The true source of the anti-Owen sentiment can be traced back as far as St Etienne and the 1998 World Cup. Initially Liverpool fans were full of pride that “one of ours” could score one of the great World Cup goals, as he did for England’s against Argentina. After returning to the club, however, it was soon evident that the nation’s newest sensation was drunk on national adoration. From St Etienne on, he was England’s Michael Owen and never Liverpool’s.

Suddenly every post-game interview was dominated with references to an upcoming England game, no matter how important the one he had just played in for Liverpool was or how meaningless the England fixture. Owen would routinely rush himself back from injury to prove his fitness ahead of a pointless England friendly. He took considerably longer to return to Liverpool’s first team when there was no forthcoming international match.

It soon became abundantly clear that Owen’s major career goal was to eclipse Bobby Charlton’s international goalscoring record of 49. He clearly thought this would cement his reputation as England’s greatest-ever forward. Hindsight has shown him to be misguided. As Robbie Keane has since demonstrated with the Republic of Ireland, you don’t need to be world class to reach a half-century of international goals. A willingness to turn up for games against San Marino, Faroe Islands, Liechtenstein will suffice.

□ □ □ □

§ TASKS
• 1. Answer these questions from the piece on Michael Owen above:
(a) At which tournament did Owen score against Argentina?
(b) Whose international goalscoring record did Owen want to beat, and how many goals was it?
(c) Which player reached a half-century of international goals with the Republic of Ireland?
• 2. Write out the stretch of the piece on Michael Owen from "The true source" through "and never Liverpool’s.", word for word.

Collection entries
□ □ □ □

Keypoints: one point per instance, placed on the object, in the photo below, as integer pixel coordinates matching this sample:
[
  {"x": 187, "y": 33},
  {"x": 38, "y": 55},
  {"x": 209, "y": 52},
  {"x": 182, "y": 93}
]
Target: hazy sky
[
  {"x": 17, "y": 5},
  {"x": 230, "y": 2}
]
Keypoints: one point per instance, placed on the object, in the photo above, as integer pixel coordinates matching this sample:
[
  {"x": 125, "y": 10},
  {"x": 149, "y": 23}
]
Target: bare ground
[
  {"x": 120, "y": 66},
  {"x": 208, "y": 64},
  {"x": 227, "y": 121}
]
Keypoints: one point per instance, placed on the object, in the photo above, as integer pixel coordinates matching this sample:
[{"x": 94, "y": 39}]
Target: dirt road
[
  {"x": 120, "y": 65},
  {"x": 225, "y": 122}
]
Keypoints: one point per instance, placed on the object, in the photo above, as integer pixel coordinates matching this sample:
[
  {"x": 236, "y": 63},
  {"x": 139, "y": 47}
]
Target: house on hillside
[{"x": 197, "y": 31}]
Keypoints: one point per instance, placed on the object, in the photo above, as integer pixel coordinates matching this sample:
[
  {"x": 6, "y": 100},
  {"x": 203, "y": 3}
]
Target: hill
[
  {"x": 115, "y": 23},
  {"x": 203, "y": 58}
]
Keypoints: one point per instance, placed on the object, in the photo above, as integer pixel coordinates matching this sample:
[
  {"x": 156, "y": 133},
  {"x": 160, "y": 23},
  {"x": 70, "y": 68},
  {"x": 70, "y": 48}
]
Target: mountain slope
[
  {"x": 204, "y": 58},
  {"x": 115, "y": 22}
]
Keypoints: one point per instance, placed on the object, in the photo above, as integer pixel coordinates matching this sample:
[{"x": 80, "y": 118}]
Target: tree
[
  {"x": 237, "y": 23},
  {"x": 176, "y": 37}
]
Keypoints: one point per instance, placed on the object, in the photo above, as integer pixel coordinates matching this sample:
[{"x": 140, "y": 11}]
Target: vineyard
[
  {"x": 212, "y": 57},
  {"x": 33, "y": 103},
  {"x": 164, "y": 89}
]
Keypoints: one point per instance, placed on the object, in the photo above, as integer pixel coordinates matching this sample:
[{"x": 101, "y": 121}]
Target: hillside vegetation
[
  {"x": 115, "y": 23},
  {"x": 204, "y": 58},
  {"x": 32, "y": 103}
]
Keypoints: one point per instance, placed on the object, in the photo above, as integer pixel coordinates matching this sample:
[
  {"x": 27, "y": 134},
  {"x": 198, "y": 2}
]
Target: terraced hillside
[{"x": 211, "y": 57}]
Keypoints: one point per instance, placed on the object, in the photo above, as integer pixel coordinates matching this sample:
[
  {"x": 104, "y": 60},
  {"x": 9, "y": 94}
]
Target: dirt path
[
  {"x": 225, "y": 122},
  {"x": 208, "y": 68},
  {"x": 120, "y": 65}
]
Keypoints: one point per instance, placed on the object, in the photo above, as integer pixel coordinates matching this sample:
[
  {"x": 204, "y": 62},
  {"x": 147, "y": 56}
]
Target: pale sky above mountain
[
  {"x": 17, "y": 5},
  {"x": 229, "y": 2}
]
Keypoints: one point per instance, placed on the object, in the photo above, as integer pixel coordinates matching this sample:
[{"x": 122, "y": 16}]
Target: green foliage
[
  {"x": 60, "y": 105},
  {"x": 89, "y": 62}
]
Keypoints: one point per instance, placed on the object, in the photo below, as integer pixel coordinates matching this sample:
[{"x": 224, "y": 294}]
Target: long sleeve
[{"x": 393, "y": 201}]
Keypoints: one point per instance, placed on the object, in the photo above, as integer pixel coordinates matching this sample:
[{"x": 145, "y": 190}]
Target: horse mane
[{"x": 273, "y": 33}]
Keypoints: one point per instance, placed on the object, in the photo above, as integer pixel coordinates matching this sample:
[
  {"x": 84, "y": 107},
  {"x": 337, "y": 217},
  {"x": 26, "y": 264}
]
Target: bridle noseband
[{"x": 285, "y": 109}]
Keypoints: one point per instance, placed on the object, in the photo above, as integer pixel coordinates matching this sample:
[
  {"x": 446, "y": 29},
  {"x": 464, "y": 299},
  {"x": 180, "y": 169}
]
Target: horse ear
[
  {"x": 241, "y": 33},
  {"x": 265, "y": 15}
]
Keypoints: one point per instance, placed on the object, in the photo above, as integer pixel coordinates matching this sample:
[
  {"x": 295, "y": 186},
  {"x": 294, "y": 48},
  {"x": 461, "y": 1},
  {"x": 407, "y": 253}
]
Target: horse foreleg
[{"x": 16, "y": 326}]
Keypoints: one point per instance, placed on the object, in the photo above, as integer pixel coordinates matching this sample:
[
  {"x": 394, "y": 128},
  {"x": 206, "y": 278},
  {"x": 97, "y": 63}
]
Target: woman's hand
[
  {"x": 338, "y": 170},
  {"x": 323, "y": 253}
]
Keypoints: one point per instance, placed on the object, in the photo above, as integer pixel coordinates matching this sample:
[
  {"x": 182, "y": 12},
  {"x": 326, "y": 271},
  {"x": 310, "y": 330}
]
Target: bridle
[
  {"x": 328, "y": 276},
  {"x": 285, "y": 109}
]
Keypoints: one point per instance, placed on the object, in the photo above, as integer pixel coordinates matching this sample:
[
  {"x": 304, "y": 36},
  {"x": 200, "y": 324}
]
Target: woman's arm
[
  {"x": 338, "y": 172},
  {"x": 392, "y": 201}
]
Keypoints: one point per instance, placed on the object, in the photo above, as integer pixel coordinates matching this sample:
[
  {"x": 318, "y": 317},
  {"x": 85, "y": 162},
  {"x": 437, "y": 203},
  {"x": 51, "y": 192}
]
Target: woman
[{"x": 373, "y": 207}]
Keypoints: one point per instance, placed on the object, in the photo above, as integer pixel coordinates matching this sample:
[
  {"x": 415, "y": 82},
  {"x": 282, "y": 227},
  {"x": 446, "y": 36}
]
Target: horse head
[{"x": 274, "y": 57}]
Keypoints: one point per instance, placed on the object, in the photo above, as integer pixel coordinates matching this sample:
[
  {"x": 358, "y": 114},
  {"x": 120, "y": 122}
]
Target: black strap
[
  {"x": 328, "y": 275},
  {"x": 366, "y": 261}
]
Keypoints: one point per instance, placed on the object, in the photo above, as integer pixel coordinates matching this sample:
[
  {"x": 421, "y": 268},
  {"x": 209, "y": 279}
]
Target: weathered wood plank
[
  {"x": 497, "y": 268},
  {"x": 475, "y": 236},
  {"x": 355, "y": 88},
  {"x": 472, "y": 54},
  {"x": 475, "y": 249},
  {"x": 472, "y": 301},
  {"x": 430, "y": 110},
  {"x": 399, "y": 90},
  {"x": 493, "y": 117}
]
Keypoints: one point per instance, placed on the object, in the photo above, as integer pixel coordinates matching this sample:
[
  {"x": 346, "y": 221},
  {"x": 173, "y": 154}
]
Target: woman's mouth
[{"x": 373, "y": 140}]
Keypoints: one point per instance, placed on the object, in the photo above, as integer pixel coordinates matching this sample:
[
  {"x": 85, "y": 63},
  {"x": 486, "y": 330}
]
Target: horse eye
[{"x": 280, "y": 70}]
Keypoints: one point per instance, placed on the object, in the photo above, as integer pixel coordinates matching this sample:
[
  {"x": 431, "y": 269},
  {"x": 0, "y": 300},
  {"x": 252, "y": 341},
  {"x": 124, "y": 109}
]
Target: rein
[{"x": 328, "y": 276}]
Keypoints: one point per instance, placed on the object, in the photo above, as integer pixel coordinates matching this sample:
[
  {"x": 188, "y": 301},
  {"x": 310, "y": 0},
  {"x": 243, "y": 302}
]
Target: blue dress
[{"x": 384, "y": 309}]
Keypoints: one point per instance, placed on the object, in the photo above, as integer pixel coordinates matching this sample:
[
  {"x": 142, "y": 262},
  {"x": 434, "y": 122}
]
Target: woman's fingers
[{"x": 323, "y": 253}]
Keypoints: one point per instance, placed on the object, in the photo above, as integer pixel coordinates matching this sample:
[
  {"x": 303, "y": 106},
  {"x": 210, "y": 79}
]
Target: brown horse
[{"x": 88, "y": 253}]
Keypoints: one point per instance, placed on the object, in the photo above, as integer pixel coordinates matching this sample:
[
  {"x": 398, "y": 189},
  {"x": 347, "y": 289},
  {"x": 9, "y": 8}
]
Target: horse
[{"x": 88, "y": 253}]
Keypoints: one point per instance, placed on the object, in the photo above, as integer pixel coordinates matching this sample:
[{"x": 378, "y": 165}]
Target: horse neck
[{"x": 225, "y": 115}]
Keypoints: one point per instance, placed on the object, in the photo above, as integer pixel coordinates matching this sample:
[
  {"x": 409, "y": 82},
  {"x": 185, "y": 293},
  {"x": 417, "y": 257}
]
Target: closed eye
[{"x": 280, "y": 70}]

□ □ □ □

§ SOLUTIONS IN ORDER
• 1.
(a) The 1998 World Cup, at St Etienne.
(b) Bobby Charlton's record of 49 goals.
(c) Robbie Keane.

• 2.
The true source of the anti-Owen sentiment can be traced back as far as St Etienne and the 1998 World Cup. Initially Liverpool fans were full of pride that “one of ours” could score one of the great World Cup goals, as he did for England’s against Argentina. After returning to the club, however, it was soon evident that the nation’s newest sensation was drunk on national adoration. From St Etienne on, he was England’s Michael Owen and never Liverpool’s.